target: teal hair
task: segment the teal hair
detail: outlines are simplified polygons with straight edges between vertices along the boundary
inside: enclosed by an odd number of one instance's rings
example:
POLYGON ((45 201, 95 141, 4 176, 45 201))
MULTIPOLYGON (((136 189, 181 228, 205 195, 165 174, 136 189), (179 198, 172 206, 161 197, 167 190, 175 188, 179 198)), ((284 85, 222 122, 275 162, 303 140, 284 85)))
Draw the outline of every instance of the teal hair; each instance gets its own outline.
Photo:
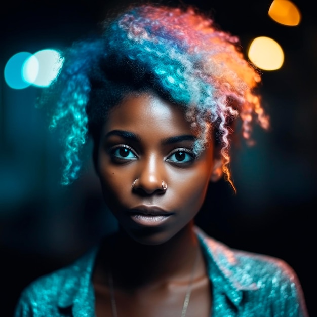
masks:
POLYGON ((90 133, 97 142, 109 109, 128 93, 152 90, 183 107, 199 131, 196 154, 217 136, 223 172, 234 188, 228 167, 232 122, 241 119, 247 140, 254 122, 269 125, 256 92, 260 75, 239 44, 192 7, 154 5, 128 8, 105 21, 101 36, 74 43, 41 99, 57 97, 51 127, 63 127, 63 183, 77 177, 83 146, 90 133))

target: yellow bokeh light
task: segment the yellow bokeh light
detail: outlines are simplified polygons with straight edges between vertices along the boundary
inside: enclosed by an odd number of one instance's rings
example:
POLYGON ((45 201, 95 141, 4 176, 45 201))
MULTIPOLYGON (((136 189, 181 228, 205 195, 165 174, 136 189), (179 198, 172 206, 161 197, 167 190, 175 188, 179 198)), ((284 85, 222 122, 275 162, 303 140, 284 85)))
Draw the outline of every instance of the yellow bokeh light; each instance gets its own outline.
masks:
POLYGON ((252 41, 248 56, 256 66, 263 70, 279 69, 284 61, 284 53, 281 46, 266 36, 259 36, 252 41))
POLYGON ((301 19, 299 10, 289 0, 274 0, 269 9, 268 15, 275 22, 289 26, 298 25, 301 19))

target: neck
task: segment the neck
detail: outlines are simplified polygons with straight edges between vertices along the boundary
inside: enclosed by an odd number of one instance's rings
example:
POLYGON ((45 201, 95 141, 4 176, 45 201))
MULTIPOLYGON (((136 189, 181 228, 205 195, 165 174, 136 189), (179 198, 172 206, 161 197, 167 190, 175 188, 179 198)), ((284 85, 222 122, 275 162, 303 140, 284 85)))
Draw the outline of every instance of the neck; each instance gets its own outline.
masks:
POLYGON ((104 269, 111 266, 118 287, 187 280, 199 248, 192 227, 191 223, 168 241, 150 246, 134 241, 120 230, 110 250, 101 256, 105 259, 104 269))

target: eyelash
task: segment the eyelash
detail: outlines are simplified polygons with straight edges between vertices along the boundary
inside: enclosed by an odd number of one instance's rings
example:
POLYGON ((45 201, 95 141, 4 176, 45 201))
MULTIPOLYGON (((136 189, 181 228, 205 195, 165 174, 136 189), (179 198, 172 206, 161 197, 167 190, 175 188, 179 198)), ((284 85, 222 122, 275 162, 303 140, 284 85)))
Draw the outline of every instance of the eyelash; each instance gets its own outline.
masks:
MULTIPOLYGON (((112 161, 118 163, 126 163, 131 161, 136 160, 138 158, 138 155, 136 154, 134 150, 131 147, 126 144, 118 144, 117 145, 115 145, 110 148, 109 152, 112 161), (127 156, 124 157, 119 153, 117 153, 116 154, 116 152, 120 151, 121 150, 123 150, 124 151, 128 150, 128 151, 127 151, 125 153, 128 154, 127 156), (131 154, 133 155, 133 157, 128 157, 128 156, 130 156, 131 154)), ((191 150, 188 148, 179 148, 173 150, 172 152, 169 154, 169 156, 167 157, 166 161, 168 162, 178 165, 189 165, 191 164, 195 158, 196 156, 191 150), (185 154, 184 160, 186 160, 187 158, 186 161, 179 161, 177 160, 171 159, 173 155, 175 155, 177 153, 180 153, 183 154, 184 153, 185 154), (190 157, 187 157, 187 155, 189 156, 190 157)))

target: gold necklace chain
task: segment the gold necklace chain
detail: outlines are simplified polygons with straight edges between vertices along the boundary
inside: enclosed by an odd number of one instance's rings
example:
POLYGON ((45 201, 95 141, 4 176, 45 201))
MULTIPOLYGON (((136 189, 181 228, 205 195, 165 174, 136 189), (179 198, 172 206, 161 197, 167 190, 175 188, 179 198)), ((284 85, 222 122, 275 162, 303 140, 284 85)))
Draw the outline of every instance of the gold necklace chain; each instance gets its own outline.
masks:
MULTIPOLYGON (((191 270, 191 274, 190 276, 190 280, 188 284, 187 291, 186 292, 186 295, 185 295, 185 298, 184 299, 184 304, 183 304, 183 308, 182 309, 182 314, 181 317, 185 317, 187 311, 188 304, 189 304, 189 300, 190 299, 190 295, 191 294, 191 289, 192 288, 192 282, 194 278, 194 274, 196 270, 196 267, 197 266, 197 263, 198 263, 198 259, 199 258, 199 249, 197 250, 197 254, 196 255, 196 258, 194 264, 192 266, 192 269, 191 270)), ((111 303, 111 309, 112 311, 113 317, 118 317, 117 310, 116 310, 116 304, 115 303, 115 297, 114 296, 114 288, 113 287, 113 279, 112 278, 112 274, 111 273, 111 268, 109 270, 109 286, 110 288, 110 300, 111 303)))

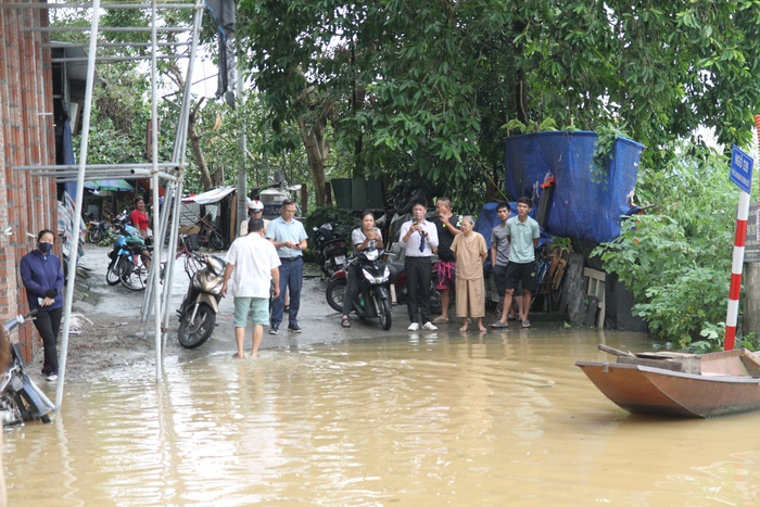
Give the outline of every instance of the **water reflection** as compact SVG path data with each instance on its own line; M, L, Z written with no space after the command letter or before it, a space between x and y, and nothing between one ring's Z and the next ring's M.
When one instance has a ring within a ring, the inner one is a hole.
M7 434L10 505L756 505L760 415L629 416L573 366L600 340L646 346L420 333L73 383Z

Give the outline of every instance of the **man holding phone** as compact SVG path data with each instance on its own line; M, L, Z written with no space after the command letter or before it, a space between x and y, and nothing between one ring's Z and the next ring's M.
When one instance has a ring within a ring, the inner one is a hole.
M411 202L411 220L401 226L401 241L406 245L404 270L408 294L406 297L409 313L407 330L417 331L422 327L428 331L438 328L430 318L430 278L432 275L433 249L438 248L438 230L435 225L425 219L428 201L419 197ZM418 308L419 306L419 308Z

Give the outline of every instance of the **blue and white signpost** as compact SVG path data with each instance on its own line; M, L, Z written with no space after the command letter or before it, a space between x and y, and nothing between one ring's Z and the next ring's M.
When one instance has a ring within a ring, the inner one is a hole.
M749 191L752 187L752 159L736 148L731 150L731 180L742 189L739 206L736 211L736 237L734 255L731 263L731 289L729 289L729 309L725 315L725 338L723 350L733 351L736 340L736 321L739 314L739 292L742 291L742 269L744 267L744 246L747 241L747 216L749 215Z

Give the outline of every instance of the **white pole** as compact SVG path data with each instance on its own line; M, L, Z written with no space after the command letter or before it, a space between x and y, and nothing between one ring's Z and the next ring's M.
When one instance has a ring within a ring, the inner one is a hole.
M151 168L151 185L153 186L153 228L161 224L161 218L159 217L159 67L156 59L157 50L157 7L156 1L151 1L151 159L153 166ZM153 238L156 241L153 242L153 262L151 263L152 280L153 280L153 310L155 313L155 326L153 331L155 333L155 382L161 382L161 367L162 367L162 351L161 351L161 277L159 271L161 270L161 248L163 241L156 238L155 231ZM150 310L148 312L150 315Z
M85 107L81 115L81 145L79 148L79 173L76 182L76 200L72 224L73 252L68 255L68 283L63 300L63 334L61 335L61 362L59 365L58 386L55 388L55 410L61 411L63 404L63 385L66 380L66 356L68 355L68 329L74 301L76 281L77 251L79 249L79 227L81 225L81 201L85 193L85 169L87 166L87 148L90 139L90 113L92 111L92 88L94 84L94 61L98 51L98 23L100 22L100 0L92 0L92 22L90 23L90 52L87 55L87 81L85 86Z

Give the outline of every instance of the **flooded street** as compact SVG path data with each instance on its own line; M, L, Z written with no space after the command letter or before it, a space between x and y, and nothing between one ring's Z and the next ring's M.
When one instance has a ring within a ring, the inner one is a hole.
M650 346L444 331L72 382L5 434L9 505L757 505L760 415L628 415L573 366L601 340Z

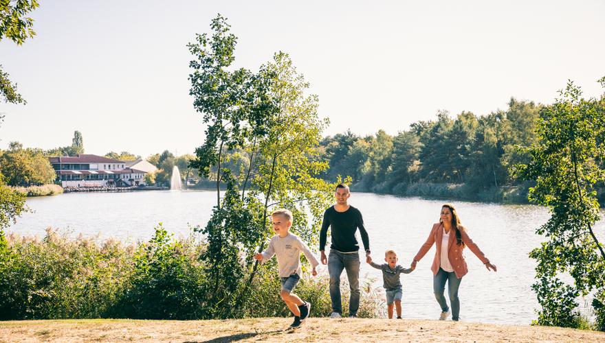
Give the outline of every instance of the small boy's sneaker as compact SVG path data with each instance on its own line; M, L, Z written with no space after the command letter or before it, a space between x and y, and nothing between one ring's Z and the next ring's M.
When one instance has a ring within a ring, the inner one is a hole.
M309 317L309 314L311 313L311 304L305 303L298 305L298 309L300 310L300 321L302 322Z
M300 317L296 316L294 317L294 322L290 324L290 327L296 328L300 326L302 322L300 321Z

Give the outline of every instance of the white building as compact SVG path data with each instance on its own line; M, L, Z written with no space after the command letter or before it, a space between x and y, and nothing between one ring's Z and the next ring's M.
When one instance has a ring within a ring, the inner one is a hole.
M126 168L132 168L137 170L142 170L148 173L153 173L157 171L157 167L147 161L138 158L134 161L126 161L124 163Z
M131 187L145 185L146 172L122 161L97 155L50 157L63 187Z

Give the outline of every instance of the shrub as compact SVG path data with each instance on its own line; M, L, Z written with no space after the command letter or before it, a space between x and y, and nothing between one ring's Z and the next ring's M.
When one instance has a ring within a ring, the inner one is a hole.
M63 193L63 189L58 185L43 185L28 187L14 187L14 189L27 196L56 196Z

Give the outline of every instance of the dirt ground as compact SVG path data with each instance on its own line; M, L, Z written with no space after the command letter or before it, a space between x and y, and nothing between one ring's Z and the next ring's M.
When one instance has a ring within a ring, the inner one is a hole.
M573 342L605 333L424 320L290 318L233 320L68 320L0 322L0 342Z

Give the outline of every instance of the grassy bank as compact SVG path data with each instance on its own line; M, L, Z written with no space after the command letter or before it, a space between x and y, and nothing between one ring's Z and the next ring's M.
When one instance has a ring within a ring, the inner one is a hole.
M13 189L27 196L56 196L63 193L63 189L58 185L43 185L42 186L30 186L28 187L13 187Z
M547 327L406 319L0 322L0 342L605 342L605 333Z

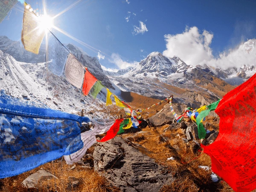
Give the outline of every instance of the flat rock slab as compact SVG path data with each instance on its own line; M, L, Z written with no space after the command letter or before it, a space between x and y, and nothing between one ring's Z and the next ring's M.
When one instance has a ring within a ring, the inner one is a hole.
M28 188L37 188L40 182L52 178L58 179L51 173L44 169L40 169L37 172L31 175L26 177L21 183L23 185Z
M174 180L154 160L116 137L95 147L94 170L125 192L157 192Z

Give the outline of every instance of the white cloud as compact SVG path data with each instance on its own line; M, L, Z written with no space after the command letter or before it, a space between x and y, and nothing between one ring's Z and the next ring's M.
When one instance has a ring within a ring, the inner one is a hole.
M129 18L130 18L130 15L127 16L127 17L125 17L125 20L127 22L129 21Z
M121 58L120 55L117 53L112 53L111 55L111 59L109 59L109 61L115 64L119 69L124 69L134 64L135 62L129 63L124 61Z
M105 66L101 65L102 68L105 71L111 71L111 72L117 72L119 70L117 69L113 69L112 68L107 68Z
M227 68L256 64L256 40L245 44L242 41L240 46L224 51L215 58L210 47L213 35L206 30L201 33L195 26L187 27L182 33L166 35L164 37L166 49L163 55L170 57L177 56L188 64L207 64Z
M256 40L254 40L256 41ZM253 43L253 41L245 43L247 46L250 43ZM256 46L255 43L254 46ZM213 67L218 66L221 68L227 68L236 67L239 67L243 65L252 65L256 64L256 46L248 51L244 43L242 43L239 47L225 51L220 54L219 58L213 59L207 64Z
M188 64L202 64L213 56L209 46L213 35L204 30L201 34L197 27L186 27L181 34L164 35L166 49L163 55L172 57L177 56Z
M139 21L140 22L140 27L138 27L137 26L134 26L134 30L132 32L133 35L137 35L139 34L140 33L141 33L143 34L145 32L148 31L147 29L147 27L146 26L146 25L144 24L142 21Z
M97 55L97 57L99 61L100 61L101 59L104 60L105 58L105 56L101 54L99 52L98 52L98 55Z

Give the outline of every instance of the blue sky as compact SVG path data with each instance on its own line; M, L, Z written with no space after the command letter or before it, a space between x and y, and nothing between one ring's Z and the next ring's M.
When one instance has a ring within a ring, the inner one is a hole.
M105 56L99 57L100 63L107 68L124 68L154 51L195 65L256 38L255 0L46 1L51 16L75 5L54 25L80 43L55 29L53 32L64 44L81 47L92 56ZM42 0L26 2L43 14ZM23 10L19 3L14 7L0 24L0 35L20 39Z

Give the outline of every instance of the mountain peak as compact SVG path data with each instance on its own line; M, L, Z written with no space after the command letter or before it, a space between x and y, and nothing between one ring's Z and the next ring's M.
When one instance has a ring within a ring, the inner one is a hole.
M154 52L152 52L151 53L150 53L149 55L148 55L148 57L154 56L157 56L157 55L163 56L163 55L162 55L161 54L161 53L156 51Z
M249 39L241 45L240 48L249 53L253 50L255 46L256 46L256 39Z

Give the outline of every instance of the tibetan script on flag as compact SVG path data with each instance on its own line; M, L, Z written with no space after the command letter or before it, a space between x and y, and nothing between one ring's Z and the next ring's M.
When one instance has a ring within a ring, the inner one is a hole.
M26 50L38 54L44 36L44 29L41 29L38 17L31 11L29 5L24 3L21 41Z
M212 171L236 191L256 189L256 74L228 93L215 113L220 131L214 142L204 146Z
M71 84L79 89L81 88L84 79L84 67L82 64L71 53L67 57L65 75Z

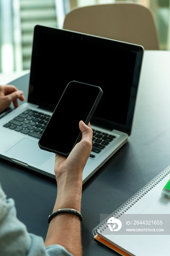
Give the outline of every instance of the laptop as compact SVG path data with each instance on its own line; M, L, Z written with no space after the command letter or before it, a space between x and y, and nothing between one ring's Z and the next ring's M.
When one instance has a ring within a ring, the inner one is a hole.
M54 154L40 149L39 139L69 82L100 86L84 183L131 135L143 52L139 45L36 26L27 102L0 119L0 157L55 178Z

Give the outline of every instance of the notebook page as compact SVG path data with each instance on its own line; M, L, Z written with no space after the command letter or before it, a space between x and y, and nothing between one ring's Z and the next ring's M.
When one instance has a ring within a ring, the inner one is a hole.
M169 174L131 207L125 208L126 211L123 215L136 214L140 216L143 214L170 214L170 200L161 195L170 178ZM121 217L119 219L121 220ZM101 232L100 235L107 241L111 241L120 249L136 256L159 256L167 255L169 252L170 235L115 235L115 233L114 232L113 235L105 235Z

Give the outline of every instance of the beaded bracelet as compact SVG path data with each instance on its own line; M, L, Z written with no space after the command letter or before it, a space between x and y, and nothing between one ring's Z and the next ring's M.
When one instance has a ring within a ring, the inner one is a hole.
M49 223L49 225L50 224L51 221L53 218L57 216L57 215L58 215L58 214L61 214L62 213L66 213L69 214L76 215L76 216L77 216L77 217L78 217L81 222L82 221L82 216L80 212L78 211L75 210L74 209L70 209L69 208L59 209L59 210L58 210L57 211L53 212L51 215L49 216L49 218L48 219L48 223Z

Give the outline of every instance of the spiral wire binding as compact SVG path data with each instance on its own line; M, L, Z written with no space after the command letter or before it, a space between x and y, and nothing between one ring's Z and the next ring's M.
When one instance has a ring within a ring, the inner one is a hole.
M105 219L93 230L94 236L98 232L101 233L108 227L107 221L112 217L118 219L125 212L128 211L134 204L156 186L161 181L170 173L170 164L153 178L149 182L139 190L128 200L121 205L119 208Z

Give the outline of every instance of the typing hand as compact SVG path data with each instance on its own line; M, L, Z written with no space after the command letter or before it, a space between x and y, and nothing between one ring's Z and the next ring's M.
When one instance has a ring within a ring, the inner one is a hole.
M12 101L15 108L18 106L17 99L25 99L23 92L19 91L13 85L0 85L0 113L9 107Z
M93 131L90 124L86 125L82 121L79 123L79 127L82 132L82 139L76 145L68 157L55 154L54 171L57 181L58 178L66 175L70 177L75 176L76 178L79 173L80 176L82 175L92 148ZM69 133L69 127L68 130Z

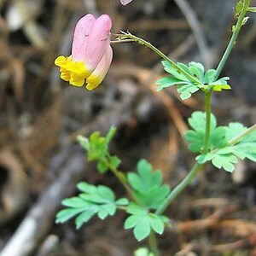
============================================================
What is expected ▸
Please extract the lines from the line containing "Give the outline of every instance of the shrub" through the line containing "M63 193L63 189L58", and reproduce them word for word.

Exercise output ▸
Give the outline of every instance of the shrub as compact SVG path data with each instance on its own line; M, L, Z written with no space after the command letter or before it, a space between x and y, and nothing between one ring's Z and the next ring's M.
When one instance has a ring within a ring, the inner one is a hole.
M63 193L63 189L58 185L43 185L28 187L14 187L14 189L27 196L56 196Z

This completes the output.